→ Task statement
Return, word for word, the lines of the listing below from the one with "roi: man's face" through the one with "roi: flask neck", and no other lines.

****

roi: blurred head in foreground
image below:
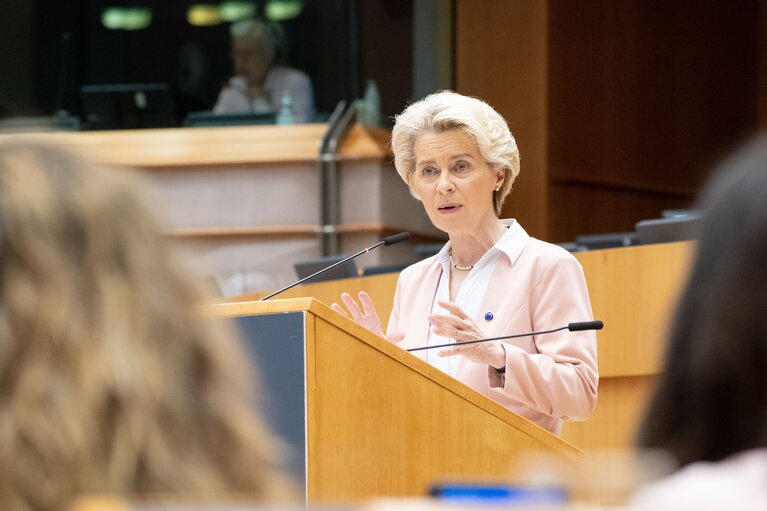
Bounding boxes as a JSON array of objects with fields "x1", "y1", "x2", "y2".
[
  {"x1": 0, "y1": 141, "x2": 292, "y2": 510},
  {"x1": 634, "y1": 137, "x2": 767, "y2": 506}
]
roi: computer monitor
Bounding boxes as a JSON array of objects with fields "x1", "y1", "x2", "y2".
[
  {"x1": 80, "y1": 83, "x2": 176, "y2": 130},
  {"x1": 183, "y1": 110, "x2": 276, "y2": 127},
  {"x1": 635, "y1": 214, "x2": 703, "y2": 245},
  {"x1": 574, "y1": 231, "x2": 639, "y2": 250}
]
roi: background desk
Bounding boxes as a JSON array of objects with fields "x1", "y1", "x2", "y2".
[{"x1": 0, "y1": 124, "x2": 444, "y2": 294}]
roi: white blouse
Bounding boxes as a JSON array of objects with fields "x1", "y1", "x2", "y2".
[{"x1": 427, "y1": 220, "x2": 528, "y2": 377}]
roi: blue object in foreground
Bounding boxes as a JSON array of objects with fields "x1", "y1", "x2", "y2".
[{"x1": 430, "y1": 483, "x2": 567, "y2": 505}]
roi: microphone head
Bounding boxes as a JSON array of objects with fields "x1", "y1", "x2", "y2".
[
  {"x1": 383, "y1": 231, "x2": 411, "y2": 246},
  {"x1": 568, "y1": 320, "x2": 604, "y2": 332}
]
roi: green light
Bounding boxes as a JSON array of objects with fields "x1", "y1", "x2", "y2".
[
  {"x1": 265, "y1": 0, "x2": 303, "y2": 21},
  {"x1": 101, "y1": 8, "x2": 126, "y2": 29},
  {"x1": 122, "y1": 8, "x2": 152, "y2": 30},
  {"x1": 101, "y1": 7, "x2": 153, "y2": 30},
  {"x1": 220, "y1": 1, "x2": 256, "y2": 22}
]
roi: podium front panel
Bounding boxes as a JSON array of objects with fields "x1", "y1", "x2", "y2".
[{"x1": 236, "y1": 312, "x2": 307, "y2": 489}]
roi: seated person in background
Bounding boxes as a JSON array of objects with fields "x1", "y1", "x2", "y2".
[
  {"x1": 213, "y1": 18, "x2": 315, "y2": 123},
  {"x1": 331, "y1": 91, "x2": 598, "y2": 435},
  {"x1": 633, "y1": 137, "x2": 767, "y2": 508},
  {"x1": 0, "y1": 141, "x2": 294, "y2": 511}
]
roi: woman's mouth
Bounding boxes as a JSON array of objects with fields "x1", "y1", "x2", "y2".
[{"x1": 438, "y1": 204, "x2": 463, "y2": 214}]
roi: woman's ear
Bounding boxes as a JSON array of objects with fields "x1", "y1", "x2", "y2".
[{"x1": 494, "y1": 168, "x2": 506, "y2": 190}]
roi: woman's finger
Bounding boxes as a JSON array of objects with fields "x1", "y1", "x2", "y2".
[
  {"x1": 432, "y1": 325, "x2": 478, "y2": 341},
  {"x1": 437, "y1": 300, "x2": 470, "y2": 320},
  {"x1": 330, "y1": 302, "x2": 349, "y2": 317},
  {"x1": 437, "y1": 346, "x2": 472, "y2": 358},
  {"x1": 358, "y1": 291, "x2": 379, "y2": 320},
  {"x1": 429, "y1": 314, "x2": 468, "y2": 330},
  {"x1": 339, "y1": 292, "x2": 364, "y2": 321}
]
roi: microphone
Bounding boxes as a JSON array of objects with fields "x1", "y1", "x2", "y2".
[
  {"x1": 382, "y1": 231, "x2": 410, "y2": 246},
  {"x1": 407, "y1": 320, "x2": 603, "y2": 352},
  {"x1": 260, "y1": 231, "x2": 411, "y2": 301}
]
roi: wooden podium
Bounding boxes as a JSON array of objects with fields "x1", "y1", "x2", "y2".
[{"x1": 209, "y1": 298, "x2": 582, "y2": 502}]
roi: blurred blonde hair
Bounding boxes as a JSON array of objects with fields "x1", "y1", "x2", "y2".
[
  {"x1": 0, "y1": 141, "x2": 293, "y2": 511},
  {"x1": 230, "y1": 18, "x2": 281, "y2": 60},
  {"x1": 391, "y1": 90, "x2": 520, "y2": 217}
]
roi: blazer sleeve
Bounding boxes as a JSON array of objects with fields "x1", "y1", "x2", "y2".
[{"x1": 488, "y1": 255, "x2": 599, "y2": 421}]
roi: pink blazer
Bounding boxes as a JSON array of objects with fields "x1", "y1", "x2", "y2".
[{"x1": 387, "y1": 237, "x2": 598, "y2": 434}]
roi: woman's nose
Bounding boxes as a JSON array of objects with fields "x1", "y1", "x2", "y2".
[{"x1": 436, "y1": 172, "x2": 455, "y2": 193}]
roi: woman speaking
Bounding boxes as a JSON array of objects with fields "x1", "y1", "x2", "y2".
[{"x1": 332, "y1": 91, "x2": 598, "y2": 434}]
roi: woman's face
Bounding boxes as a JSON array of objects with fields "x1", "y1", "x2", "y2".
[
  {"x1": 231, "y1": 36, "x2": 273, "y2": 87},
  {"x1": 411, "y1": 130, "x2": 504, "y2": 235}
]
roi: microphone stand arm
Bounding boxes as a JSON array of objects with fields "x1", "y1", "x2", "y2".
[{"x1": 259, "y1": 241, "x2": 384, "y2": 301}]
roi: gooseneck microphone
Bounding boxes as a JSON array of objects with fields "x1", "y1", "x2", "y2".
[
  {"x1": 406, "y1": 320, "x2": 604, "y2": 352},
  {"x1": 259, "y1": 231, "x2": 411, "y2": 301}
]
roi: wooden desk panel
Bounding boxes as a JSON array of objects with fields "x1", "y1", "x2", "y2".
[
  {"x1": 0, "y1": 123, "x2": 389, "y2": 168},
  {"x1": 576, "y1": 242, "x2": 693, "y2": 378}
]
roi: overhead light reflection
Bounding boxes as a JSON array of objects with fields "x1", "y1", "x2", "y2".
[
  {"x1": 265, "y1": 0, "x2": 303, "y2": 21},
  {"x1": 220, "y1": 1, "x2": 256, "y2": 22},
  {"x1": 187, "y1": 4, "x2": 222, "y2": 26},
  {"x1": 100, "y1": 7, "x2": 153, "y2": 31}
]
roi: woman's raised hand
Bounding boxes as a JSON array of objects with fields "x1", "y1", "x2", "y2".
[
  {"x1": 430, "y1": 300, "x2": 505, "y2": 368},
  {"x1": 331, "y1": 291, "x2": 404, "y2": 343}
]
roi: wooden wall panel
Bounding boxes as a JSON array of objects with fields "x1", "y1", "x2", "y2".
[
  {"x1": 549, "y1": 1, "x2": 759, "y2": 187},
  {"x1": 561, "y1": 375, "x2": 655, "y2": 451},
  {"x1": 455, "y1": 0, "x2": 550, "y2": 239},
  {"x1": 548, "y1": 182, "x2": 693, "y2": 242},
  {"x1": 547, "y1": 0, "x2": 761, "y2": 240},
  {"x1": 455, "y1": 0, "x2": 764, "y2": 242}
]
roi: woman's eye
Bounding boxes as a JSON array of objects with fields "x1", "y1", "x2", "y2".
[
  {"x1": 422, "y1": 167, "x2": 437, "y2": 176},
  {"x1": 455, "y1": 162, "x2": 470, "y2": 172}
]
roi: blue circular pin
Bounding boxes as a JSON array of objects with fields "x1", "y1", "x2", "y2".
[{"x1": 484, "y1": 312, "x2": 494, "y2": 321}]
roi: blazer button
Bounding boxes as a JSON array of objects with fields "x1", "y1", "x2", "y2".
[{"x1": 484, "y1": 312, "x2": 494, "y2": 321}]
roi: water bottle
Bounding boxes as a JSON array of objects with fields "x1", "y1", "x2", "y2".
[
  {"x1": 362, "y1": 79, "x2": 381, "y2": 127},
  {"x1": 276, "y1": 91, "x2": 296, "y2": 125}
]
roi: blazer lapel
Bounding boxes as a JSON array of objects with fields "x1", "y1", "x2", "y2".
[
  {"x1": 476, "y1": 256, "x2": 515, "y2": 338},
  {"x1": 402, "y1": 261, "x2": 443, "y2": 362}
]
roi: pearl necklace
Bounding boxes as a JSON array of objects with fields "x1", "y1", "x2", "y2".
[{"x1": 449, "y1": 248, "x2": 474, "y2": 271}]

****

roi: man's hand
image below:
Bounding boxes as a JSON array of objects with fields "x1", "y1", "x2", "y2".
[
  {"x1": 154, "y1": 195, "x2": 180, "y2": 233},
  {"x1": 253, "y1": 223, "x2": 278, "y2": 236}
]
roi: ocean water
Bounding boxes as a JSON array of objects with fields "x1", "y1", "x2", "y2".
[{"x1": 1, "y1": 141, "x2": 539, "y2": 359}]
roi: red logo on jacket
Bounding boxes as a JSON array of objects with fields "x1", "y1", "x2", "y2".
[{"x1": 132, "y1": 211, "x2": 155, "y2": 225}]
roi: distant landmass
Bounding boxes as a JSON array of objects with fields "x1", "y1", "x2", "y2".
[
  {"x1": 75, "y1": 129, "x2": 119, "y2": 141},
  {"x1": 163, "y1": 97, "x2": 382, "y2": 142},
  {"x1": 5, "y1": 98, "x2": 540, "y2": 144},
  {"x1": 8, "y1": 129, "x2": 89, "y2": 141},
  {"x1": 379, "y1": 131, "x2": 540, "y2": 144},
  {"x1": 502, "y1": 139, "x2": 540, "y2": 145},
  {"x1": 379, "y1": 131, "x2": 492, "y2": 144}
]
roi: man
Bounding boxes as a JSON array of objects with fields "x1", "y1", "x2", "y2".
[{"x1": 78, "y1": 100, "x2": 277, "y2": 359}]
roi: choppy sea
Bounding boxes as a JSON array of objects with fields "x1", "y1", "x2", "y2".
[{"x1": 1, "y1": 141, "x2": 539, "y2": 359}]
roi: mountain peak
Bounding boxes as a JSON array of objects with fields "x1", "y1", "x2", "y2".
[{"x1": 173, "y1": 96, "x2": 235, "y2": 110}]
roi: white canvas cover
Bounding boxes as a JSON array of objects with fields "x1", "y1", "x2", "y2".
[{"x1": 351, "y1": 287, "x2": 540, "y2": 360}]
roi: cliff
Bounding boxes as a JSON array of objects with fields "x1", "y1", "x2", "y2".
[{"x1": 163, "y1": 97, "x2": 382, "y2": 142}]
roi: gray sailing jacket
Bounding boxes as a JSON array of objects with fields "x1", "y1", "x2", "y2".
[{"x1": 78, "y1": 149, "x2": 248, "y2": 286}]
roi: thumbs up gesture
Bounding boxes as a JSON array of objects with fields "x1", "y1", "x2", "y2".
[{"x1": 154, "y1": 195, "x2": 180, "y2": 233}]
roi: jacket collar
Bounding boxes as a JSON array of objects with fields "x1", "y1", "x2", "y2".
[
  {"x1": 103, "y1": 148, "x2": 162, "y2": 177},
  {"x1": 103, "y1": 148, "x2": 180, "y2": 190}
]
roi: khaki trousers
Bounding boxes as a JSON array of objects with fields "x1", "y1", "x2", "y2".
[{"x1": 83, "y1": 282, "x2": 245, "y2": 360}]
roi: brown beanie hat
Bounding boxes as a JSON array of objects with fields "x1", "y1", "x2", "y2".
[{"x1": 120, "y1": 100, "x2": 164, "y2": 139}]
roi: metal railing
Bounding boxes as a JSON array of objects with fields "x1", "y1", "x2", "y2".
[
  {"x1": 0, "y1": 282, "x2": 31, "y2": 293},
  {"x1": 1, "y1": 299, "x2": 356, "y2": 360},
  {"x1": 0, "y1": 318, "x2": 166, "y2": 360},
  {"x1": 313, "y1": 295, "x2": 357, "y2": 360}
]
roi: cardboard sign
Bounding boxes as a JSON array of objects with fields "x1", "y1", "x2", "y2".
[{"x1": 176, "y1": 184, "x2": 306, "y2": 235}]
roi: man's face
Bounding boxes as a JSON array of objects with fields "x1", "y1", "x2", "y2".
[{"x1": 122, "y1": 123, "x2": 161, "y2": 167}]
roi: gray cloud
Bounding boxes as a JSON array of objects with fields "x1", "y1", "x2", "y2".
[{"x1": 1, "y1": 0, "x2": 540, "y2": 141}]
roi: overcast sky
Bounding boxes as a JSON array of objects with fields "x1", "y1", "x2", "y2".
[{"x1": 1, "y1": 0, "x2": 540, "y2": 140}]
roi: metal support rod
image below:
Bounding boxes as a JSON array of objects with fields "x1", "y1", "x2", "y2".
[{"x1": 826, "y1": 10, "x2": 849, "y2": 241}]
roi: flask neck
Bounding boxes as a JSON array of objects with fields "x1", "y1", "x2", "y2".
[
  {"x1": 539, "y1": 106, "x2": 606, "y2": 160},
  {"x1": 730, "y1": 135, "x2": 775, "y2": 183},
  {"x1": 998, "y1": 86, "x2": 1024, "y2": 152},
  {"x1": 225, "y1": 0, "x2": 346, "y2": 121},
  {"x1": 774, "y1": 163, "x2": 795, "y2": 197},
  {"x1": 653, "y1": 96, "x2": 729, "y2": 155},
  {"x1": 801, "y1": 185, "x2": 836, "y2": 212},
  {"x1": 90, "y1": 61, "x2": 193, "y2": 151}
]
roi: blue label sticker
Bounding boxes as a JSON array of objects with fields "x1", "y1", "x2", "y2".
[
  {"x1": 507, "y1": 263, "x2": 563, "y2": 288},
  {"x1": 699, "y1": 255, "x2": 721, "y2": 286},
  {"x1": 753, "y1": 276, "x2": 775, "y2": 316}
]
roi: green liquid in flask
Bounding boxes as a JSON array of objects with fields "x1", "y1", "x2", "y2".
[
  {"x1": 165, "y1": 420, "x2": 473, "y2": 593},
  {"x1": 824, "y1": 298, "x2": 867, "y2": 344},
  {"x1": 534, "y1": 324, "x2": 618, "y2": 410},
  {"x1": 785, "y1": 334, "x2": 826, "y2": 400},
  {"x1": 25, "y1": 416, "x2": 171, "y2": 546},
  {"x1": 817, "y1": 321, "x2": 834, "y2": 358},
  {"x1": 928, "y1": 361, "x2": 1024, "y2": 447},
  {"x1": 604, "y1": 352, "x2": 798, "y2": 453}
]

****

→ Solution to this problem
roi: man's face
Bounding boxes as a JSON array of objects with fields "x1", "y1", "x2", "y2".
[{"x1": 122, "y1": 123, "x2": 161, "y2": 167}]
roi: gray cloud
Bounding boxes as a JSON array of objects with fields "x1", "y1", "x2", "y2".
[{"x1": 1, "y1": 0, "x2": 540, "y2": 141}]
roi: overcast sky
Bounding boxes as a JSON array of objects with fields "x1", "y1", "x2", "y2".
[{"x1": 1, "y1": 0, "x2": 540, "y2": 140}]
roi: metal support rod
image below:
Bounding boxes as a JSON array of objects with fields "x1", "y1", "x2", "y2".
[{"x1": 826, "y1": 10, "x2": 849, "y2": 241}]
roi: flask neck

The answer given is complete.